TASK DETAILS - An exact transcript of all the records is required, with nothing left out.
##### DATA UNDER STUDY #####
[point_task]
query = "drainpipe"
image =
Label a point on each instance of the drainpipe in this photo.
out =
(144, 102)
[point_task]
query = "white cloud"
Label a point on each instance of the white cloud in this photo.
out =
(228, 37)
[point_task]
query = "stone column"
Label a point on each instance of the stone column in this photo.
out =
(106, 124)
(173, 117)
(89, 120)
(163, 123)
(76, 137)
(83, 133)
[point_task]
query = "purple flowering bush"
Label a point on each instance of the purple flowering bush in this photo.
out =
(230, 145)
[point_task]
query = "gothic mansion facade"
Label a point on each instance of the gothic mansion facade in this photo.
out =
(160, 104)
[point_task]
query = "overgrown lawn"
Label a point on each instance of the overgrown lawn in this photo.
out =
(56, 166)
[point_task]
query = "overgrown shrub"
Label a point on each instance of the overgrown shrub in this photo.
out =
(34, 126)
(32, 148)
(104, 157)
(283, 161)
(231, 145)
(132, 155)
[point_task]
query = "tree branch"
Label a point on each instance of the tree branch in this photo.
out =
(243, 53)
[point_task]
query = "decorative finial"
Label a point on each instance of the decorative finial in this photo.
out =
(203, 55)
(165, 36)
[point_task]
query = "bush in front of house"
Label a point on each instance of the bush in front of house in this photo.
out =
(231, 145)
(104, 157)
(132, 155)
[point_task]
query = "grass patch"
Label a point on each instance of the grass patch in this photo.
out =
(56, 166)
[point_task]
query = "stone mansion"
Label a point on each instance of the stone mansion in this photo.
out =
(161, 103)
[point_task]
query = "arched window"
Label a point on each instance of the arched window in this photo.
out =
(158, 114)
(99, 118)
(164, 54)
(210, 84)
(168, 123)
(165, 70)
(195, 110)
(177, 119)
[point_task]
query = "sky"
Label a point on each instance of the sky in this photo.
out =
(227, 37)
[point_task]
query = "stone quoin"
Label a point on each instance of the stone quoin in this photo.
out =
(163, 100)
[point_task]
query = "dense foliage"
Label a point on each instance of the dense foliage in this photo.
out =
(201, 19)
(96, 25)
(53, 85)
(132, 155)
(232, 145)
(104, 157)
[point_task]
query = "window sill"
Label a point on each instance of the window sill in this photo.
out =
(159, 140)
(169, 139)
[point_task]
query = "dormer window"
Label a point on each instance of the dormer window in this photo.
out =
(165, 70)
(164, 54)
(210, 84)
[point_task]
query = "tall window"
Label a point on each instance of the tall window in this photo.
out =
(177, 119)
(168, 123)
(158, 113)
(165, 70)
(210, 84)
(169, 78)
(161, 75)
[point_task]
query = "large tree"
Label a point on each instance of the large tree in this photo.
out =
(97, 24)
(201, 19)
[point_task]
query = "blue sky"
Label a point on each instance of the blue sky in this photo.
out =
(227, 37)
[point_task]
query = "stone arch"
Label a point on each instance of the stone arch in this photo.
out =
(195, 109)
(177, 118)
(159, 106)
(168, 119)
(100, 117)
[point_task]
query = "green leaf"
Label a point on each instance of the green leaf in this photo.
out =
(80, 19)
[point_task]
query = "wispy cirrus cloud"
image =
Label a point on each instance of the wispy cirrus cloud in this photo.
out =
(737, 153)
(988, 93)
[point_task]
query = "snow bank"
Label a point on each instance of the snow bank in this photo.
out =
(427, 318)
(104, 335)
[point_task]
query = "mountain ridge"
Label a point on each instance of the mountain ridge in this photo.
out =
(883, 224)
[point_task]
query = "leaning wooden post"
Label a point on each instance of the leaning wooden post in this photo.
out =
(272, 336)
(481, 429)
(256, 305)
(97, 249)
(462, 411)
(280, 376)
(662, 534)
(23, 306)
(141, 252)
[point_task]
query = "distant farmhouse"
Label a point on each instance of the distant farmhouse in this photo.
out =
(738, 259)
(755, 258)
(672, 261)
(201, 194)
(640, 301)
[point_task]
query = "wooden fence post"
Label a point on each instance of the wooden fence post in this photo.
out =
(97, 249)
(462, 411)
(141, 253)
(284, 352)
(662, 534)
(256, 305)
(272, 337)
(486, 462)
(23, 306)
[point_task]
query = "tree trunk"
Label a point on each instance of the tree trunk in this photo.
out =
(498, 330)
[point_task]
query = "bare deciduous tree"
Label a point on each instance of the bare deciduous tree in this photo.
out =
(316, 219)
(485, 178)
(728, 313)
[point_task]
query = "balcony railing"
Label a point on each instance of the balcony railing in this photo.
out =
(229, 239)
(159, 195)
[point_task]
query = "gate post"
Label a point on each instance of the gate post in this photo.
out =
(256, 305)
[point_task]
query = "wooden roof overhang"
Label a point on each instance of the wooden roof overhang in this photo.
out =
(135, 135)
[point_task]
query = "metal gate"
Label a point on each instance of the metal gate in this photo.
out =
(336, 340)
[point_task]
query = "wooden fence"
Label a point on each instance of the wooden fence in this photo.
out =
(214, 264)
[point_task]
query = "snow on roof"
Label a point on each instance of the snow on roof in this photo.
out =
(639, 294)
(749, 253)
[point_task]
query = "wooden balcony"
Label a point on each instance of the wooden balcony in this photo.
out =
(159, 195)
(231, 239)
#####
OUTPUT OF THE EXERCISE -
[point_task]
query = "drainpipe"
image =
Label a point on each instance of the drainpipe in this photo.
out =
(144, 102)
[point_task]
query = "white cloud"
Label a point on each instance of the white cloud in this photo.
out =
(228, 37)
[point_task]
query = "stone column"
Label a point on each instance of the stone column in this photo.
out =
(106, 124)
(173, 117)
(89, 120)
(163, 123)
(76, 137)
(83, 133)
[point_task]
query = "purple flowering bush"
Label a point on each instance of the purple flowering bush in this photo.
out =
(230, 145)
[point_task]
query = "gothic mansion facade"
Label a point on each instance of the gothic mansion facade in this photo.
out =
(160, 104)
[point_task]
query = "overgrown lawn"
Label a point on each instance of the overgrown lawn in this photo.
out =
(56, 166)
[point_task]
query = "overgrown shrub"
Label a point on each instance of the overgrown shrub in this photo.
out =
(34, 126)
(32, 148)
(104, 157)
(283, 161)
(231, 145)
(132, 155)
[point_task]
query = "tree branch"
Label a point on each instance of the tree branch in this photo.
out =
(243, 53)
[point_task]
query = "decorative finial"
Label a point on each instance of the decorative finial in this photo.
out =
(203, 55)
(165, 36)
[point_task]
query = "bush in front of house"
Label a point on each instance of the bush in front of house in this photo.
out =
(231, 145)
(104, 157)
(132, 155)
[point_task]
query = "grass patch"
Label a point on each instance of the grass patch in this photo.
out =
(56, 166)
[point_task]
query = "stone mansion"
Label a point on each instance of the stone mansion in this photo.
out =
(161, 103)
[point_task]
query = "arched window"
Label a point on each instance of the arched window in this photo.
out =
(158, 114)
(99, 118)
(164, 54)
(210, 84)
(168, 123)
(165, 70)
(195, 110)
(177, 119)
[point_task]
query = "sky"
Label a point on each instance of the sky in this photo.
out =
(227, 37)
[point_task]
query = "stone quoin"
Label a point on each instance of the stone quoin in this photo.
out =
(163, 100)
[point_task]
query = "dense foliage"
Label a point on each instance of the dense foliage in this photo.
out =
(201, 19)
(96, 25)
(53, 85)
(132, 155)
(232, 145)
(104, 157)
[point_task]
query = "window sill"
Label a point on each instance of the window sill in this photo.
out =
(159, 140)
(169, 139)
[point_task]
query = "dormer window"
Label a point on each instance of the dormer window in this photo.
out =
(165, 70)
(164, 54)
(210, 84)
[point_task]
query = "tall window"
Label a point on each instance of the tall window in this photo.
out =
(177, 119)
(168, 123)
(158, 113)
(165, 70)
(210, 84)
(169, 78)
(161, 75)
[point_task]
query = "large tree"
Label a point on each instance of the large tree in this photo.
out =
(97, 24)
(201, 19)
[point_task]
query = "blue sky"
Label a point on each instance of the blue sky in this photo.
out =
(227, 37)
[point_task]
query = "stone arch"
Label a point on each instance of the stone arch in this photo.
out =
(195, 109)
(177, 118)
(159, 106)
(168, 119)
(100, 117)
[point_task]
query = "green leaf"
Label a point on each instance of the green leaf in this photo.
out =
(80, 19)
[point_task]
query = "wispy cirrus cloud"
image =
Label a point on each instance of the wispy cirrus cloud in this photo.
out =
(737, 153)
(988, 93)
[point_task]
query = "snow bank"
Label a point on each instance of the snow bank in this photo.
out =
(427, 318)
(104, 335)
[point_task]
query = "mountain ridge"
Label a point on each instance of the mountain ridge in this photo.
out =
(883, 224)
[point_task]
query = "leaning wooden post"
Label a point on each instance of the leaning wooden post in this photo.
out =
(272, 336)
(481, 429)
(256, 305)
(97, 249)
(462, 411)
(280, 376)
(662, 534)
(23, 306)
(141, 252)
[point_task]
query = "distant farmhouse"
Label a point on each instance of the distant farmhouse in this photo.
out =
(738, 259)
(755, 258)
(672, 261)
(201, 194)
(640, 301)
[point_task]
query = "wooden fence post"
Label a point on each instance of the wooden fence post in this photo.
out =
(97, 249)
(462, 411)
(141, 253)
(284, 352)
(662, 534)
(256, 305)
(272, 337)
(486, 462)
(23, 306)
[point_task]
query = "tree trunk"
Label a point on each instance of the tree trunk in this photo.
out =
(498, 330)
[point_task]
query = "bare deciduous tree"
Label a point on each instance of the bare deciduous tree in this photo.
out =
(316, 219)
(485, 178)
(728, 313)
[point_task]
query = "balcony railing"
Label a point on each instance of the balcony railing in this photo.
out =
(229, 239)
(159, 195)
[point_task]
query = "gate post"
Label a point on each instance of the gate post in this photo.
out =
(256, 305)
[point_task]
query = "wooden roof overhang"
Label a point on each instance of the wooden roof overhang in this photo.
out =
(135, 135)
[point_task]
query = "metal gate"
Label a point on each instance of the metal gate in this photo.
out =
(336, 340)
[point_task]
query = "wooden fence"
Label a point on each instance of the wooden fence in this photo.
out =
(214, 264)
[point_task]
query = "snow on roof"
Label a point on each instance of the snow on roof in this photo.
out =
(639, 294)
(749, 253)
[point_task]
query = "wooden balcony"
Label a point on each instance of the wooden balcony in this photo.
out =
(159, 195)
(231, 239)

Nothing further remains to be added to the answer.